Copy the records out again in full, keeping them identical.

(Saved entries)
+---+

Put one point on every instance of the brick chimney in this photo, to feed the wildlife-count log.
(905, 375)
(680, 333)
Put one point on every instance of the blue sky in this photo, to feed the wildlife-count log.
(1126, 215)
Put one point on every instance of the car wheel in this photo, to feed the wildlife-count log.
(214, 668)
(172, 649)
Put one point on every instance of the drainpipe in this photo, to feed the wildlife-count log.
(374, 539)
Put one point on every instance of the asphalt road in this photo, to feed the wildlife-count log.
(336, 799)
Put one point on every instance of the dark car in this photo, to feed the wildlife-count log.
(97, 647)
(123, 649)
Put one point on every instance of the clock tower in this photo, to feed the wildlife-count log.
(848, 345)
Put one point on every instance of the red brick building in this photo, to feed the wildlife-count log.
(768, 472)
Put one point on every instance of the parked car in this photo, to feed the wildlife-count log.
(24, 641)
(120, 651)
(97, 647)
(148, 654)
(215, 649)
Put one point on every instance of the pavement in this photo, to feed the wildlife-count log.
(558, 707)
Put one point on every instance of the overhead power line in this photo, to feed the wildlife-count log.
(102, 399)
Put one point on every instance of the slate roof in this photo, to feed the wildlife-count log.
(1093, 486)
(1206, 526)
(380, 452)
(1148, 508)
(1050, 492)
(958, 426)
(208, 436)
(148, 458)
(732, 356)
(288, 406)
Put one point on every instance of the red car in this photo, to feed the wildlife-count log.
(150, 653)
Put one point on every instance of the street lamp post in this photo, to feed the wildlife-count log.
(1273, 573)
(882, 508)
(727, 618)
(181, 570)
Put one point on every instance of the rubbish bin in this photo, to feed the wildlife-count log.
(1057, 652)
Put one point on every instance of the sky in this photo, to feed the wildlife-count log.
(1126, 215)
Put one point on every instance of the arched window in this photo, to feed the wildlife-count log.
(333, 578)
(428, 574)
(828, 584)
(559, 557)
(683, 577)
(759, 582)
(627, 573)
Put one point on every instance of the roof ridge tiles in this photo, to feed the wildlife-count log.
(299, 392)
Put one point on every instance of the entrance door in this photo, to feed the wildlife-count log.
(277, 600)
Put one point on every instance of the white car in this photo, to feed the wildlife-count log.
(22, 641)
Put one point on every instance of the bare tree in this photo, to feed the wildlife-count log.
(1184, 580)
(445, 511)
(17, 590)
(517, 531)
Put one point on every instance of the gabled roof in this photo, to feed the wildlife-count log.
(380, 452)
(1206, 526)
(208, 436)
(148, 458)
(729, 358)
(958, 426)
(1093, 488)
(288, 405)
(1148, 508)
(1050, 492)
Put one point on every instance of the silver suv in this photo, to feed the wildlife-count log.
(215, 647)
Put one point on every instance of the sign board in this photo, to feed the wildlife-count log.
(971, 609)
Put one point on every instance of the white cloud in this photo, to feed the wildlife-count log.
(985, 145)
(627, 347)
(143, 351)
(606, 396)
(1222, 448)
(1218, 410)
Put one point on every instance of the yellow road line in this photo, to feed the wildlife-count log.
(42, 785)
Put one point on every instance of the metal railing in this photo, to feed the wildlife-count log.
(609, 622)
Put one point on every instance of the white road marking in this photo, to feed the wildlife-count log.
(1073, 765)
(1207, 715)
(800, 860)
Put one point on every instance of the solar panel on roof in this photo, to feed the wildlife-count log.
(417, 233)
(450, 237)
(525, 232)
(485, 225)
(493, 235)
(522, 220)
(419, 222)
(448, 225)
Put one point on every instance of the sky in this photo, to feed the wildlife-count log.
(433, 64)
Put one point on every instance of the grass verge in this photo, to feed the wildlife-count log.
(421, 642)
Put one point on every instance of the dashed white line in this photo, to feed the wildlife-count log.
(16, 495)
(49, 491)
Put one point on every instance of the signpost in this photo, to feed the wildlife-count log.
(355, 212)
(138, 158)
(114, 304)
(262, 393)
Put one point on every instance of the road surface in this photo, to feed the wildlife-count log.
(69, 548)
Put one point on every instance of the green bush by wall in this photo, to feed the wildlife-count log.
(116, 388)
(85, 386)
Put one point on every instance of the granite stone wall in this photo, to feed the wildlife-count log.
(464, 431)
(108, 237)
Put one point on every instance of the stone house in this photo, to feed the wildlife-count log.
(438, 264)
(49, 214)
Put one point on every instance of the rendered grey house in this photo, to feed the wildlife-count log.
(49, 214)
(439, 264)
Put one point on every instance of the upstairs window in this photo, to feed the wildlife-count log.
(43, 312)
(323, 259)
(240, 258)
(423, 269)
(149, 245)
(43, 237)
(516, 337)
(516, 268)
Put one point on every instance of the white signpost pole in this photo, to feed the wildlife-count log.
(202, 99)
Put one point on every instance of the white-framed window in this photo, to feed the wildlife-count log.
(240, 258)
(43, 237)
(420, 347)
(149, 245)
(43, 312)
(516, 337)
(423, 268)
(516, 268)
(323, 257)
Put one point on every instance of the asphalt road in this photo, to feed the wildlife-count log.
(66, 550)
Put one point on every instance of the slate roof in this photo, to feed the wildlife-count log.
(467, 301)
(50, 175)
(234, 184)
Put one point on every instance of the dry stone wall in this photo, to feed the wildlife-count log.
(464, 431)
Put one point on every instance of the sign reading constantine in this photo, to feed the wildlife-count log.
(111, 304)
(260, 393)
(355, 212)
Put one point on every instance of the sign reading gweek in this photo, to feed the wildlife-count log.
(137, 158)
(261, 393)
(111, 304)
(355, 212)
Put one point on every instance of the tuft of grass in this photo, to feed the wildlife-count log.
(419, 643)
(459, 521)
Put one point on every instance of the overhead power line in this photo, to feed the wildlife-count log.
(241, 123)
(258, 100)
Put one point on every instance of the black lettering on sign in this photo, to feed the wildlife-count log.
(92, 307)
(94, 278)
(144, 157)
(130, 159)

+---+

• _Solution to this exercise_
Put one point on every instance of the brick chimney in this photo, to feed the wildlife-count log.
(905, 375)
(680, 333)
Put one point on every instance of the blue sky in this photo, to feed the wildlife-count log.
(1126, 215)
Put one point on every instance of the car wheel in this photo, to feed the wildlife-count log.
(214, 668)
(172, 649)
Put one point on every instance of the drainpipe in this photo, to feed the wildlife-count log.
(374, 539)
Put one point on every instance of the asphalt road in this photo, to feed the wildlife-count log.
(336, 799)
Put one point on every instance of the dark car in this photo, to feed the wildlife-count log.
(97, 647)
(123, 649)
Put one point on every instance of the clock tower in this photo, to feed the wildlife-count log.
(848, 345)
Put one point on every instance of the red brick building in this photo, to feed the wildlife-count log.
(768, 472)
Put one point on every instance of the parked car in this photo, to feed the wildlife-count log.
(24, 641)
(120, 651)
(97, 647)
(148, 654)
(215, 649)
Put one point on every instance of the pavement in this photo, to feed the wildlife-count log.
(558, 707)
Put one point on every instance of the overhead power line in this photo, to feed the wildlife-count log.
(102, 399)
Put one point on every instance of the slate roof in this photo, to feed the wildlife-count log.
(1093, 486)
(1206, 526)
(380, 452)
(1148, 508)
(1050, 492)
(958, 426)
(208, 436)
(148, 458)
(732, 356)
(288, 406)
Put one point on every instance of the red car in this photo, to feed the wildlife-count log.
(150, 653)
Put one point on every instance of the street lamp post in this photo, to feed the wildlife-count log.
(1273, 573)
(882, 508)
(727, 618)
(181, 570)
Put one point on every instance of the rubbish bin in this photo, to feed the wildlife-count log.
(1057, 652)
Put one point on every instance of the sky in this photo, to feed the wildlife-count log.
(1126, 215)
Put one point on every instance of the arched window in this photo, to feed the wildlife-count log.
(333, 578)
(428, 574)
(828, 584)
(559, 557)
(683, 577)
(759, 582)
(627, 573)
Put one point on every instance of the roof ridge tiles in this photo, to feed the wildlife-count log.
(299, 392)
Put one point on every instance of the entrance door in this photo, to feed the wildlife-count log.
(277, 600)
Put one point on every instance of the white car in this photo, to feed the wildlife-count log.
(22, 641)
Put one point on every instance of the bare tree in this photo, to feed the wildlife-count log.
(1184, 580)
(445, 511)
(17, 590)
(517, 531)
Put one point on every instance of the gabled roof in this photo, to feed the wildlife-count log.
(380, 452)
(1206, 526)
(208, 436)
(148, 458)
(729, 358)
(958, 426)
(1093, 488)
(288, 405)
(1148, 508)
(1050, 492)
Put one point on every instance of the silver suv in this photo, to feed the wildlife-count log.
(215, 647)
Put one point on every instance of the sign board in this photo, to feed the wildlife-count log.
(971, 609)
Put one point on every instance of the white cloud in this photo, to feed the wildlife-count log.
(985, 145)
(627, 347)
(143, 351)
(606, 396)
(1222, 448)
(1218, 410)
Put one point on every instance of the yellow road line in this photo, to feed the wildlife-count log.
(42, 785)
Put one point on every instance of the metal railing in this photo, to feed the wildlife-count log.
(609, 622)
Put one point on every instance of the white road marking in this photo, to feed the wildlife-count log.
(1073, 765)
(1207, 715)
(800, 860)
Put one point on every instance of the solar panel on roof in this photo, to feed the wildlife-count log.
(417, 233)
(450, 237)
(525, 232)
(485, 225)
(493, 235)
(522, 220)
(419, 222)
(448, 225)
Put one point on every instance of the sky in this photo, to feed the wildlife-count log.
(433, 64)
Put one point on every instance of the grass verge in this photo, to feed the wildlife-count log.
(421, 642)
Put one point on every instance of the dashed white line in this photo, to feed the wildlife-count log.
(16, 495)
(49, 491)
Put one point on every instance of the signpost in this photo, to feed the wildlife-count log.
(355, 212)
(138, 158)
(114, 304)
(262, 393)
Put one point on every instance of the road surface in this photo, to feed the wildlife-count log.
(69, 548)
Put one point on every instance of the green bush by wall in this photo, to feed the wildlife-count log.
(116, 388)
(85, 386)
Put one point on every instance of the granite stone wall in this photo, to feed the wildlife-count log.
(464, 431)
(108, 237)
Put one point on every instance of the stone house in this photo, to feed the wildlife-count log.
(438, 264)
(49, 214)
Put one point on every instance of the rendered grey house in this photo, to feed the wildlife-count log.
(49, 214)
(439, 264)
Put one point on every instance of the upstairs window in this photo, to feed the wildlife-count log.
(43, 312)
(323, 259)
(240, 258)
(423, 269)
(149, 245)
(43, 237)
(516, 337)
(516, 268)
Put one point on every instance of the white signpost pole in this photo, to feed the wildlife-count log.
(202, 99)
Put one point on every instance of the white-framed window in this photo, to feed the wildlife-count log.
(240, 258)
(43, 237)
(420, 347)
(149, 245)
(43, 312)
(516, 337)
(423, 268)
(516, 268)
(323, 257)
Put one point on every instance of the asphalt road in this photo, to feed the wildlife-count log.
(66, 550)
Put one point on every instance of the slate roof in this photo, to feed the wildlife-count log.
(467, 301)
(50, 175)
(234, 184)
Put one point on every instance of the dry stone wall in this photo, to feed the wildlife-count log.
(464, 431)
Put one point on every instance of the sign reading constantine in this photo, to feed the wildlife-count log.
(111, 304)
(260, 393)
(355, 212)
Put one point on every instance of the sign reading gweek in this photo, to feed the wildlife-count log.
(137, 158)
(261, 393)
(111, 304)
(355, 212)
Put one point on every instance of the tuft of grass in this photo, to feed the wildlife-count log.
(419, 643)
(459, 521)
Put one point on every instance of the overhead power line in this photo, to feed the wildlife-count log.
(241, 123)
(258, 100)
Put one point on every instance of the black lettering on sign in this photo, to feed the wildlife-count log.
(92, 307)
(94, 278)
(144, 157)
(130, 159)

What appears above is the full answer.